## To be done
Reproduce each of the following rows verbatim, preserving every line as it appears.

## Data provided
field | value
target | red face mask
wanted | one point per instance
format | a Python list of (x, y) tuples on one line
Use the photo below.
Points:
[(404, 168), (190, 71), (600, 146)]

## Expected answer
field | value
target | red face mask
wanted | one point per instance
format | a Python list of (x, y) tuples on one line
Use the photo below.
Points:
[(404, 168), (190, 71), (600, 146)]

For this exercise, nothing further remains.